Testo fornito:
****************************************
Quintetto n. 1 in mi minore per pianoforte e archi, op. 56 n. 1, G 407


Musica: Luigi Boccherini (1743-1805)
  1. Allegro comodo
  2. Adagio
  3. Minuetto: Con moto
  4. Allegretto
Organico: pianoforte, 2 violini, viola, violoncello
Composizione: 1797
Edizione: Pleyel, Parigi, ca. 1800 (come op. 46 n. 1)
Guida all'ascolto (nota 1)

«Noi Federico Guglielmo per la grazia di Dio Principe Reale Ereditario di Prussia, Ereditario presontivo della Corona, avendo riconosciuto gl'eminenti musicali Talenti del Signor Luigi Boccherini, perciò ci a (sic) spinto d'accordare la presente Patente, il Titolo di Compositore della Nostra Camera, ed in conseguenza Noi abbiamo Sottoscritto la presente, e fatoli applicare il sigillo delle nostre armi. Berlino, li venti uno mille settecento ottanta sei»: è con queste parole che Federico Guglielmo II di Prussia, mecenate ed estimatore del musicista, "scrittura" Boccherini nel gennaio 1786 come compositore della sua camera, con un salario annuale di «mille scudi di Germania» (circa diciannovemila reali, si era a Madrid). Boccherini era già da tempo in Spagna, in servizio presso il serenissimo infante Don Luis di Borbone dal 1770. Alla sua morte (1785) il fratello Carlo III provvide, su richiesta dello stesso Boccherini, ad assicurargli uno stipendio sicuro, mentre con l'arrivo di Federico Guglielmo II iniziò un nuovo periodo fortunato e fecondo di lavori.
****************************************
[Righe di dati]

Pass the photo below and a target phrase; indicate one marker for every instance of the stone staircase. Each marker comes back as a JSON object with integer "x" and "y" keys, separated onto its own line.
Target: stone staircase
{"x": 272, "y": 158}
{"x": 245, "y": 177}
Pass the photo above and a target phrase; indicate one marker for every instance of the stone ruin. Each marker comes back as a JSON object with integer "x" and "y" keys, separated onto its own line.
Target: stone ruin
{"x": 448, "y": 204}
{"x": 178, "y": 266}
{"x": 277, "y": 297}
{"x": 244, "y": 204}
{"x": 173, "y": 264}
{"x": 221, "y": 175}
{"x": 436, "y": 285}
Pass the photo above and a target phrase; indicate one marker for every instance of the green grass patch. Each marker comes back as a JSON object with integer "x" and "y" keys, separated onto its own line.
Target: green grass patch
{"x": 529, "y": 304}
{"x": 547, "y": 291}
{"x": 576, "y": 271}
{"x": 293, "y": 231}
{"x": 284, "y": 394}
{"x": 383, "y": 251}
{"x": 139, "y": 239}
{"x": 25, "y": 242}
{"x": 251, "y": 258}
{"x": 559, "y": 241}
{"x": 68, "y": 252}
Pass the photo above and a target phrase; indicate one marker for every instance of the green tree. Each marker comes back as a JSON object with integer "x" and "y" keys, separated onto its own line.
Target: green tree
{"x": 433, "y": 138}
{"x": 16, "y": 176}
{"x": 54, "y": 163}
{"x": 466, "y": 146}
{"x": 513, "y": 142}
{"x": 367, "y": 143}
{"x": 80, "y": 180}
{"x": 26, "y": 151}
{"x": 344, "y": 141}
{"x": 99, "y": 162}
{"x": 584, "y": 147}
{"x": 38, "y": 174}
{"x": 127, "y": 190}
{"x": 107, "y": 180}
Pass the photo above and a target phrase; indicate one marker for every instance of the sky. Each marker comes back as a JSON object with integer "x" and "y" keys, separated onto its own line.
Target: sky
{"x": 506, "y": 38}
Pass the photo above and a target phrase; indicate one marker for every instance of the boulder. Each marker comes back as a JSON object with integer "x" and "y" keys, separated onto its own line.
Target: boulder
****************************************
Sfide:
**a)** Secondo il testo sul quintetto di Boccherini, da quale anno Boccherini era al servizio dell'infante Don Luis di Borbone?
**b)** Riproduci fedelmente il passo del testo sul quintetto di Boccherini da "Quintetto n. 1" a "all'ascolto (nota 1)".

Risultati:
**a)** Dal 1770.

**b)**
Quintetto n. 1 in mi minore per pianoforte e archi, op. 56 n. 1, G 407


Musica: Luigi Boccherini (1743-1805)
  1. Allegro comodo
  2. Adagio
  3. Minuetto: Con moto
  4. Allegretto
Organico: pianoforte, 2 violini, viola, violoncello
Composizione: 1797
Edizione: Pleyel, Parigi, ca. 1800 (come op. 46 n. 1)
Guida all'ascolto (nota 1)